--- Available data Enclosed Below ---

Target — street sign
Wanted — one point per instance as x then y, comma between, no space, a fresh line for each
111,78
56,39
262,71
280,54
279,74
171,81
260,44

--- End of Enclosed Available data ---

** Prompt **
Only an exact copy of the data above will do.

** Completed exercise **
Target — street sign
Wanted — one point per instance as x then y, comma between, no space, a fresh line for each
111,78
56,39
262,71
280,54
279,74
171,81
260,44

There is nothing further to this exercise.